* _BRIEF_
This exercise asks for every record to be output again exactly.

* _RECORD EXTRACTS_
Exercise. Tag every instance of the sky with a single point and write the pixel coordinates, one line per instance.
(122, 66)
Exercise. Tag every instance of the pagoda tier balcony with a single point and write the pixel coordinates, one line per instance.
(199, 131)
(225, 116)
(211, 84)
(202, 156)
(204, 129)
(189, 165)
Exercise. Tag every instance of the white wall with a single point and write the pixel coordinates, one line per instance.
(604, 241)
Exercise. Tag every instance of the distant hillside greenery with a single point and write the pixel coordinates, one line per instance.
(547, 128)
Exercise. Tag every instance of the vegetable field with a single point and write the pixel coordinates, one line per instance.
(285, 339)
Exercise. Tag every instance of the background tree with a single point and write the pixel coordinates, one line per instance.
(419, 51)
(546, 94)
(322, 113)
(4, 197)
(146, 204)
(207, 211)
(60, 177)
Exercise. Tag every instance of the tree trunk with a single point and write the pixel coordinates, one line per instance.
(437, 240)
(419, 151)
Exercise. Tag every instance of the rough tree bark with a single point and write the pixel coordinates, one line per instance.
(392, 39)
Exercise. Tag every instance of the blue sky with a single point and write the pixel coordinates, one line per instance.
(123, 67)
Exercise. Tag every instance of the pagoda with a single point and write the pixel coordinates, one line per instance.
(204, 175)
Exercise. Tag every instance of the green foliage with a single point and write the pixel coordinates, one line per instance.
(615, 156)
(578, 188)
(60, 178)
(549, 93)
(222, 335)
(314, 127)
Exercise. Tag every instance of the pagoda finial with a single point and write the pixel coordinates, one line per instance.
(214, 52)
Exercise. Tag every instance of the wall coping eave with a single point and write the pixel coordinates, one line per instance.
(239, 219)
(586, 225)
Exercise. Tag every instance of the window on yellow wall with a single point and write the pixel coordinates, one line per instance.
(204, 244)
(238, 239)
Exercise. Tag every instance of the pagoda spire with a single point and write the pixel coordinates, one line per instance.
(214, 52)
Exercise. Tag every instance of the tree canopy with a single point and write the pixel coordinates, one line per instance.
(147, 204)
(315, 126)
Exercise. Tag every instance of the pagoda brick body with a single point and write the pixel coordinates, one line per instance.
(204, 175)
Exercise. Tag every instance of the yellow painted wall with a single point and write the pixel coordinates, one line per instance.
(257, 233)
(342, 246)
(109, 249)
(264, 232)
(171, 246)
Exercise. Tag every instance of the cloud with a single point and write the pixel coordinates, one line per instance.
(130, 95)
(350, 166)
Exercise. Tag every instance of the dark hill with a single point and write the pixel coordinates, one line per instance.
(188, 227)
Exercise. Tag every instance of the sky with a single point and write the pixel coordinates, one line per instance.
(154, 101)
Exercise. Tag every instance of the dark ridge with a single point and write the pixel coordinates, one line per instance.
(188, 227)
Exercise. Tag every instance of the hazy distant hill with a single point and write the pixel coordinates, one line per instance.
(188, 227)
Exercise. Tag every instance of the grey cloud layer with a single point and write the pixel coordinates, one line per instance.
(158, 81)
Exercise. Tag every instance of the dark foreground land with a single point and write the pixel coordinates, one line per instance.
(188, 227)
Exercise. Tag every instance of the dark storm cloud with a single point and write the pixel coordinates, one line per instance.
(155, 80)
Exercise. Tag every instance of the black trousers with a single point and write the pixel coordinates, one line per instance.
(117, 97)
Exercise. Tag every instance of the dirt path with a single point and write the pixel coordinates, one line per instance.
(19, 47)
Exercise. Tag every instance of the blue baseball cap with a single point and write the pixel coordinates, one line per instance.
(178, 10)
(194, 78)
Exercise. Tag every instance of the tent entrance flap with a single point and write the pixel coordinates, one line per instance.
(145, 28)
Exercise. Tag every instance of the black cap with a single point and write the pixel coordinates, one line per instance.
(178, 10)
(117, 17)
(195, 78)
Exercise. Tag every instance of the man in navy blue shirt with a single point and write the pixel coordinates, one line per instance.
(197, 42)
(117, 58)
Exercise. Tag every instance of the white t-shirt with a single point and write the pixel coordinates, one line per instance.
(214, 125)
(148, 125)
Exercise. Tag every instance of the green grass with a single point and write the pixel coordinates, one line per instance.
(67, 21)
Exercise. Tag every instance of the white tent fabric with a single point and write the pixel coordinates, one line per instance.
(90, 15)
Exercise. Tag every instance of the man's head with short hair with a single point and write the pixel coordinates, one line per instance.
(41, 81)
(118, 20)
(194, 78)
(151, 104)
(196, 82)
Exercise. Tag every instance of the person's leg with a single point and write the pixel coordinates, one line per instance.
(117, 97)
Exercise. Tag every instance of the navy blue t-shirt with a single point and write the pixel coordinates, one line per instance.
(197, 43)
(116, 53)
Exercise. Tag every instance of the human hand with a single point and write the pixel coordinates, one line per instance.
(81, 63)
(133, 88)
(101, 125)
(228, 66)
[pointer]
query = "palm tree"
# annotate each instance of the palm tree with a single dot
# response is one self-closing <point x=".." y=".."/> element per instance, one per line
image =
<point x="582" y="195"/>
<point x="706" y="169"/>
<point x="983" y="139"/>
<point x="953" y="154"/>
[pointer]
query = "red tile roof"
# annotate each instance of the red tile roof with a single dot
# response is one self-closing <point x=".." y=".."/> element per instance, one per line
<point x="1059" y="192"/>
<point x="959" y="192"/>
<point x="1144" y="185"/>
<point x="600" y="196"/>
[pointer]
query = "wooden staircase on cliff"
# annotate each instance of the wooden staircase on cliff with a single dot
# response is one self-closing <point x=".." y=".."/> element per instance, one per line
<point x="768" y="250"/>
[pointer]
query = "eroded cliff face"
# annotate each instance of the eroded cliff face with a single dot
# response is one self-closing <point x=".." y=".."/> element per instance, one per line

* _SOLVED PROBLEM_
Exercise. Tag every instance of the sky with a single point and write the pixel coordinates, one line per instance.
(122, 66)
Exercise. Tag every instance of the pagoda tier balcony with a single point and write the pixel coordinates, one line per instance.
(199, 131)
(225, 116)
(211, 84)
(202, 156)
(204, 129)
(189, 165)
Exercise. Tag every instance of the white wall with a single point and write the pixel coordinates, one line per instance.
(604, 241)
Exercise. Tag every instance of the distant hillside greenery with a single point and write the pixel coordinates, one line per instance.
(547, 128)
Exercise. Tag every instance of the vegetable field with a single point and write the pixel coordinates, one line per instance.
(285, 339)
Exercise. Tag every instance of the background tree with a single point and write the pixel coordinates, one line per instance.
(419, 51)
(546, 94)
(322, 113)
(4, 197)
(146, 204)
(207, 211)
(60, 177)
Exercise. Tag every instance of the tree trunk with a single point and write the pixel coordinates, one line per instance.
(437, 240)
(419, 151)
Exercise. Tag every instance of the rough tree bark with a single point and write the pixel coordinates, one line per instance.
(392, 39)
Exercise. Tag every instance of the blue sky with a single point and write the pixel coordinates, one line per instance.
(123, 67)
Exercise. Tag every instance of the pagoda with a single point and write the pixel coordinates, one line per instance.
(204, 175)
Exercise. Tag every instance of the green foliage with a single point and write the pixel coordinates, one line per instance.
(615, 156)
(578, 188)
(60, 178)
(549, 93)
(222, 335)
(314, 127)
Exercise. Tag every instance of the pagoda finial with a single point and write the pixel coordinates, one line per instance.
(214, 52)
Exercise. Tag every instance of the wall coping eave with a single point and write the pixel coordinates, one line per instance.
(239, 219)
(586, 225)
Exercise. Tag every instance of the window on yellow wall with a single point and write the pixel coordinates, one line per instance.
(204, 244)
(238, 239)
Exercise. Tag every instance of the pagoda spire with a single point and write the pixel coordinates, one line per instance.
(214, 52)
Exercise. Tag every instance of the tree canopy with a single point and write the pixel coordinates, one line per instance.
(147, 204)
(315, 126)
Exercise. Tag every instance of the pagoda brick body with a single point and write the pixel coordinates, one line per instance.
(204, 175)
Exercise. Tag every instance of the yellow painted wall with a single point and write the pixel coordinates, one line per instance.
(257, 233)
(342, 246)
(109, 249)
(264, 232)
(171, 246)
Exercise. Tag every instance of the cloud with a single point and write the pixel coordinates, one line per instance.
(130, 95)
(350, 166)
Exercise. Tag every instance of the dark hill with a single point and write the pixel coordinates, one line per instance.
(188, 227)
Exercise. Tag every instance of the sky with a single point and write the pixel coordinates, one line per instance.
(154, 101)
Exercise. Tag every instance of the dark ridge with a single point and write the pixel coordinates, one line per instance.
(188, 227)
Exercise. Tag every instance of the hazy distant hill with a single point and write the pixel coordinates, one line per instance.
(188, 227)
Exercise. Tag every instance of the grey cloud layer with a single point and write the pixel coordinates, one line per instance.
(158, 81)
Exercise. Tag every instance of the dark foreground land with a single point and write the pixel coordinates, one line per instance.
(188, 227)
Exercise. Tag every instance of the dark storm cloud with a single point and write the pixel coordinates, one line per instance.
(155, 80)
Exercise. Tag every instance of the black trousers with a single point and write the pixel coordinates, one line per instance.
(117, 97)
Exercise. Tag every instance of the dirt path with a single point and write the pixel coordinates, one line per instance.
(19, 47)
Exercise. Tag every instance of the blue baseball cap with a single point and write the pixel coordinates, one line per instance.
(178, 10)
(194, 78)
Exercise. Tag every instance of the tent entrance flap with a single point and write the pixel coordinates, one line per instance.
(145, 28)
Exercise. Tag every instance of the black cap with a single point and write the pixel coordinates, one line per instance.
(178, 10)
(117, 17)
(195, 78)
Exercise. Tag every instance of the man in navy blue shirt with a single point and write the pixel coordinates, one line per instance.
(197, 42)
(117, 58)
Exercise. Tag every instance of the white t-shirt with a single point and write the pixel coordinates, one line per instance.
(214, 125)
(148, 125)
Exercise. Tag every instance of the green grass with a single point and write the pixel coordinates, one line per instance.
(67, 21)
Exercise. Tag every instance of the white tent fabric with a single point and write the pixel coordinates, one line per instance.
(90, 15)
Exercise. Tag every instance of the man's head with short hair with a single point and write the pixel coordinates, one line per instance.
(41, 81)
(118, 20)
(194, 78)
(151, 104)
(196, 82)
Exercise. Tag every instance of the person's leg with a single point and write the pixel coordinates, one line per instance.
(117, 97)
Exercise. Tag every instance of the navy blue t-shirt with a single point and write the pixel coordinates, one line per instance.
(197, 43)
(116, 53)
Exercise. Tag every instance of the human hand with a single point and write the pixel coordinates, one line per instance.
(81, 63)
(133, 88)
(101, 125)
(228, 66)
[pointer]
query = "palm tree"
# annotate each instance of the palm tree with a single dot
# response is one self-closing <point x=".." y=".."/> element per instance, one per line
image =
<point x="582" y="195"/>
<point x="706" y="169"/>
<point x="983" y="139"/>
<point x="953" y="154"/>
[pointer]
query = "red tile roof"
# annotate each instance of the red tile roof with a single dot
# response is one self-closing <point x=".." y=".."/> element per instance, one per line
<point x="1059" y="192"/>
<point x="959" y="192"/>
<point x="1144" y="185"/>
<point x="600" y="196"/>
[pointer]
query = "wooden staircase on cliff"
# annotate each instance of the wooden staircase on cliff with a single dot
# response is one self-closing <point x=".." y=".."/> element per instance, one per line
<point x="768" y="250"/>
[pointer]
query = "eroded cliff face"
# annotate each instance of the eroded cliff face with a single dot
# response is one self-closing <point x=".." y=".."/> element per instance, one per line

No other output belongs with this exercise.